→ **EXERCISE DESCRIPTION**
Pictures stay out of the copy; restate everything else in the material exactly.

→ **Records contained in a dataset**
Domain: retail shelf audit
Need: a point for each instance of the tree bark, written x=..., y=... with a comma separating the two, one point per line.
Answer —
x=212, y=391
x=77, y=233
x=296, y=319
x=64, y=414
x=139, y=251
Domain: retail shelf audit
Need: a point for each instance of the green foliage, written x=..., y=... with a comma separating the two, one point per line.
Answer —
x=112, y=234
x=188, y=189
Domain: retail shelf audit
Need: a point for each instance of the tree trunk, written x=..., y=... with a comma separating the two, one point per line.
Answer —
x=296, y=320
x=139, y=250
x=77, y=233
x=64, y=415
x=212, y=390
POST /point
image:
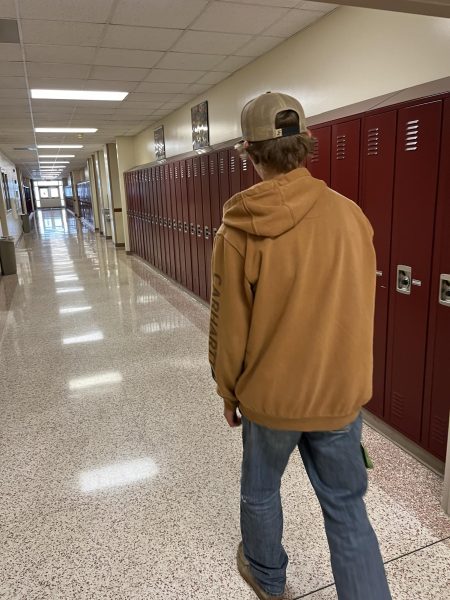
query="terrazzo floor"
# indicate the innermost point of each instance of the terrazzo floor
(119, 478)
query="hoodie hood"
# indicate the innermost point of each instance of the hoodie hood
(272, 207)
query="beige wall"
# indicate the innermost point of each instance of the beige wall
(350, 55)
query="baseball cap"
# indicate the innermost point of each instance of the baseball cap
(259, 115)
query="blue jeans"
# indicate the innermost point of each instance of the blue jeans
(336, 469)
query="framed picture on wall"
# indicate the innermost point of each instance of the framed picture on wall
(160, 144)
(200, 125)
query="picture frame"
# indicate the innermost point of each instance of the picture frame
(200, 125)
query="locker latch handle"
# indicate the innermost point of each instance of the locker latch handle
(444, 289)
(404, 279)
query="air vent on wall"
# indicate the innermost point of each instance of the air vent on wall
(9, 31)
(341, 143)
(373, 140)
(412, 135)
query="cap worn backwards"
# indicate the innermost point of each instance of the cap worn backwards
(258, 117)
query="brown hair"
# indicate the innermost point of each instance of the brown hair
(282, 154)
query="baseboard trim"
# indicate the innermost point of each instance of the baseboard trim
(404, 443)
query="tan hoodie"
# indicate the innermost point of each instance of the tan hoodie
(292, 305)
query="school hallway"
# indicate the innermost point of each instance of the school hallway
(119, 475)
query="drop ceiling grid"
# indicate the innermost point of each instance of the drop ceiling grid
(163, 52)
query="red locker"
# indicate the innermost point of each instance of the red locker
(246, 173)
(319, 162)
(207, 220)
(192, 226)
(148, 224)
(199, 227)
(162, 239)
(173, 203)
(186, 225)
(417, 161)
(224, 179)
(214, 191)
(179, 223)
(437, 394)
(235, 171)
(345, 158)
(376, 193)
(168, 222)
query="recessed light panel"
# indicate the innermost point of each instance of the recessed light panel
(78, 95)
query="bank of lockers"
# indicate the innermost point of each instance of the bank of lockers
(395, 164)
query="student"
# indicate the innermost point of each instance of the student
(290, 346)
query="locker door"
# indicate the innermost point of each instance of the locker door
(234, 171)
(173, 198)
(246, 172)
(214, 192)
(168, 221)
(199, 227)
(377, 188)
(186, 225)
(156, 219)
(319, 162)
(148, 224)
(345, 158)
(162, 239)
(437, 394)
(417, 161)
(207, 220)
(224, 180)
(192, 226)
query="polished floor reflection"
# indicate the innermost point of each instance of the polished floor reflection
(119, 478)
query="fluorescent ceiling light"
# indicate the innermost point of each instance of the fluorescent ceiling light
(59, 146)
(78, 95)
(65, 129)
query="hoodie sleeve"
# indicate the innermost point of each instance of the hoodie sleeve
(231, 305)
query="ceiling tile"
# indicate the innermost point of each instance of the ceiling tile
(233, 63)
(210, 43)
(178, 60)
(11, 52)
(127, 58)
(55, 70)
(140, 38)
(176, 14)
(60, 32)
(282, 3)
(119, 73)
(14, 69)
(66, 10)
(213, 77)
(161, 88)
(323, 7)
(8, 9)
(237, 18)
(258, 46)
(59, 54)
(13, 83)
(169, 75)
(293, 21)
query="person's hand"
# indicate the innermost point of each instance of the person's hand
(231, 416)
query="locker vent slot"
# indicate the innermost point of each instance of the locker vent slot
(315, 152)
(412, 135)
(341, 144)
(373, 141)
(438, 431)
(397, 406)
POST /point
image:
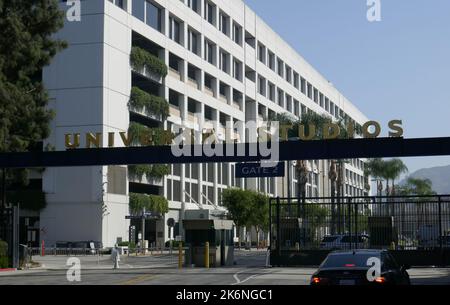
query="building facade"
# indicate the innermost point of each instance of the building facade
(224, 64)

→ **RESULT FOR THIS EXERCISE**
Domain: retail shelf audit
Need: a point for each instance of the tree bark, written x=..., y=... with a comma separating the two, one point per line.
Answer —
x=212, y=391
x=77, y=233
x=296, y=319
x=64, y=414
x=139, y=251
Domain: retail shelf audit
Need: a point for each instance of the green foliage, written x=..., y=... with a comma separating the two, one point per line.
Answer —
x=112, y=234
x=188, y=189
Domain: retail shelf audit
Need: a point for each instance of the tree trunk, written x=..., y=... with a comma separating the two, one point per line.
Answer —
x=296, y=320
x=139, y=250
x=77, y=233
x=64, y=415
x=212, y=390
POST /point
image:
query="terrazzo floor"
# indicate the innermost point of each instance of the terrazzo floor
(119, 478)
query="hoodie hood"
# indicate the innermost point of each instance of the hoodie hood
(272, 207)
query="beige wall"
# indicate the innermost point of each instance of the beige wall
(350, 55)
query="baseball cap"
# indicate the innermost point of each instance of the baseball cap
(259, 115)
query="blue jeans"
# indicate the innermost point of each instance of the blue jeans
(336, 469)
query="framed picture on wall"
# indicate the innermost point of each instance of the framed picture on wall
(160, 144)
(200, 125)
query="picture frame"
# indicate the innermost point of each instance of the picture frame
(200, 125)
query="locker latch handle"
# indicate the innermost point of each instance of the locker latch handle
(444, 289)
(404, 279)
query="air vent on wall"
# indicate the innermost point of each instance of the air vent on wall
(9, 31)
(341, 143)
(373, 140)
(412, 135)
query="cap worn backwards"
# indicate the innermost point of each instance of the cap worn backwards
(258, 117)
query="brown hair"
# indicate the innermost point of each instance of the brown hair
(282, 154)
query="baseboard trim"
# indicate the innermost point of each instance of the baseboard trim
(404, 443)
query="tan hoodie"
# indicate the innermost point of each instance of the tan hoodie
(292, 305)
query="school hallway"
# indicate the innermost point of each instance of the school hallway
(119, 475)
query="drop ceiling grid"
# indicate the innermost point of each instance of the drop ceiling grid
(163, 52)
query="red locker"
# indicate the innermost point of each instance of the red locker
(246, 173)
(319, 162)
(207, 220)
(192, 226)
(148, 224)
(199, 227)
(162, 239)
(173, 203)
(186, 225)
(417, 161)
(224, 179)
(214, 191)
(179, 223)
(437, 394)
(235, 171)
(345, 158)
(376, 193)
(168, 222)
query="recessed light panel"
# indicate the innermost point of each instance of the recessed light panel
(78, 95)
query="bank of lockers"
# indicate the innermost point of each instance of the bank of lockers
(395, 164)
query="student"
# indicate the innermost point of each instance of the student
(290, 346)
query="locker door"
# indicate the innermost point of each instance of the locker door
(234, 171)
(173, 198)
(246, 172)
(214, 192)
(168, 221)
(199, 227)
(377, 188)
(186, 225)
(156, 219)
(319, 162)
(148, 224)
(345, 158)
(162, 239)
(437, 394)
(417, 161)
(207, 220)
(224, 180)
(192, 226)
query="polished floor reflection"
# indicate the innermost point of each instance of the polished floor reflection
(119, 478)
query="fluorescent ceiling light"
# indicate the innermost point of each instance of the fluorescent ceiling light
(59, 146)
(78, 95)
(65, 129)
query="hoodie sleeve"
# indicate the innermost point of each instance of the hoodie sleeve
(231, 305)
query="ceiling tile"
# indicate the innermost point of each instance of the ceiling tile
(233, 63)
(210, 43)
(178, 60)
(11, 52)
(127, 58)
(55, 70)
(140, 38)
(176, 14)
(60, 32)
(282, 3)
(119, 73)
(14, 69)
(66, 10)
(213, 77)
(161, 88)
(323, 7)
(8, 9)
(237, 18)
(258, 46)
(59, 54)
(13, 83)
(169, 75)
(293, 21)
query="person's hand"
# indicate the innermost point of each instance of the person's hand
(231, 416)
query="locker vent slot"
# indicate the innermost point of each instance of the locker vent slot
(315, 152)
(412, 135)
(341, 144)
(373, 141)
(438, 431)
(397, 406)
POST /point
image:
query="building facade"
# indicate the innermost point of each instance of the building facade
(224, 64)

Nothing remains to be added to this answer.